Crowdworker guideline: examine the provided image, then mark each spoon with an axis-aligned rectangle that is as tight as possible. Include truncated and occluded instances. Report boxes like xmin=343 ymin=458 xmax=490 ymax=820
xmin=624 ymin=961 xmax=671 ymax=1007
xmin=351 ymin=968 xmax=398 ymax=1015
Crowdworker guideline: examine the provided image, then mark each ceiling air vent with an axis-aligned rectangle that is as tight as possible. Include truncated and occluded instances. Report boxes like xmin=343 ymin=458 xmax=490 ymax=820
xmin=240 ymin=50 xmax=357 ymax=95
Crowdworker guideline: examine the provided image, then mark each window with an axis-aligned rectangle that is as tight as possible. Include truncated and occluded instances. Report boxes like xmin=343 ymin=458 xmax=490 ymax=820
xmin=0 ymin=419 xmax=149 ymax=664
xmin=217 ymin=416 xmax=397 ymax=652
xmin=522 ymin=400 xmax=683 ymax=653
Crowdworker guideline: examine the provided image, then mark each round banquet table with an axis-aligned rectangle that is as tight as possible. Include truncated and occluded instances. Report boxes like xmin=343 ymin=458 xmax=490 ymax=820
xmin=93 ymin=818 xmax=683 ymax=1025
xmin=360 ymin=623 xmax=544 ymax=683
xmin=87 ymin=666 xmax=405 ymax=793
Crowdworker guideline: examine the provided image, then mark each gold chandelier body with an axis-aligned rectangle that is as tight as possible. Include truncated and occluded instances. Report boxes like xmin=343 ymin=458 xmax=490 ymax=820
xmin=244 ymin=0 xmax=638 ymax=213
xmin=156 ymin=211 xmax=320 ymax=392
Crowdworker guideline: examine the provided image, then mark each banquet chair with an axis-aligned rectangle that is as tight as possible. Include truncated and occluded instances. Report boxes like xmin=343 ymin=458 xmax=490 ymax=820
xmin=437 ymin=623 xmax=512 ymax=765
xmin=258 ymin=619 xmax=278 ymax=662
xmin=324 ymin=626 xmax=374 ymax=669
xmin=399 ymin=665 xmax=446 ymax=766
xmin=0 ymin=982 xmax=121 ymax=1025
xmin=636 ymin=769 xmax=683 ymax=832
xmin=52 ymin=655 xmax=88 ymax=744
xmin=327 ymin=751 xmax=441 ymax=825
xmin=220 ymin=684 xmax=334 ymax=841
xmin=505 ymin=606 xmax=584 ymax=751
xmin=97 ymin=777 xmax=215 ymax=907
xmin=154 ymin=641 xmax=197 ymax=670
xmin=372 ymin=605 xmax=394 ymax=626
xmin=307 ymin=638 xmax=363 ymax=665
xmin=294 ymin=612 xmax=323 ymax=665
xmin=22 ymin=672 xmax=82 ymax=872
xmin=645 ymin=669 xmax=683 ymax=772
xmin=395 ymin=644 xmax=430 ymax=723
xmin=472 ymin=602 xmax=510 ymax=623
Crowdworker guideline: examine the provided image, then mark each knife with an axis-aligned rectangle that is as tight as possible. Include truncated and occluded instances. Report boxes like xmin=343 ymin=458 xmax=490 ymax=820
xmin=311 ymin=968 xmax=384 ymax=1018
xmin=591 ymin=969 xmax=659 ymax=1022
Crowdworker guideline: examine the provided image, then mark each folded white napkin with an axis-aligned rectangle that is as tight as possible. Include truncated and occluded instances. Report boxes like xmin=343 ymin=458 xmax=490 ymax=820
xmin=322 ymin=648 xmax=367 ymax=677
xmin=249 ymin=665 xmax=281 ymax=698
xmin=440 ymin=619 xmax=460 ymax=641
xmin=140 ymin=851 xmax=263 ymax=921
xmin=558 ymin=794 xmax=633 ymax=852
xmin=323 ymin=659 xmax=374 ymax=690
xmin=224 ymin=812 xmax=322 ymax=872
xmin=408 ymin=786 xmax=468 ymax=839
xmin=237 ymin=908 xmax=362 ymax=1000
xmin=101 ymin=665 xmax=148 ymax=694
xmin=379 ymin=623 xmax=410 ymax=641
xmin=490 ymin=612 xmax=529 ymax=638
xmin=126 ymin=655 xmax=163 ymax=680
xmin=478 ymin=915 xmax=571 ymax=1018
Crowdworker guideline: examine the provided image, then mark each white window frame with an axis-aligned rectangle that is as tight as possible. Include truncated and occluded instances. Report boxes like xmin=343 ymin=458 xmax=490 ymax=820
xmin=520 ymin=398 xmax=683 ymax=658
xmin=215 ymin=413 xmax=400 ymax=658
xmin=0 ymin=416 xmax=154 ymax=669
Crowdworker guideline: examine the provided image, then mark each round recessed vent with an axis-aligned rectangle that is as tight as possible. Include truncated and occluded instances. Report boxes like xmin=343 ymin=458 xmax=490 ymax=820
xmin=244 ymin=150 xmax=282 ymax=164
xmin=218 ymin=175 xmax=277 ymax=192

+++++

Kannst du den Abschnitt, der mit der Zeile beginnt, die „mark each white“ enthält, und mit der Zeile endet, die „xmin=215 ymin=413 xmax=400 ymax=658“ enthält, samt beider Grenzzeilen und der Arbeitsanweisung vollständig wiedergeben und dabei jede Koordinate in den Antworten um 47 verschieben? Gib nur diesen Abschnitt aus.

■ Ergebnis zur Aufgabe:
Crowdworker guideline: examine the provided image, then mark each white window frame with an axis-aligned rectangle that is as tight as possible. Include truncated and occluded instances. Report boxes like xmin=343 ymin=458 xmax=490 ymax=820
xmin=567 ymin=445 xmax=730 ymax=705
xmin=262 ymin=460 xmax=447 ymax=705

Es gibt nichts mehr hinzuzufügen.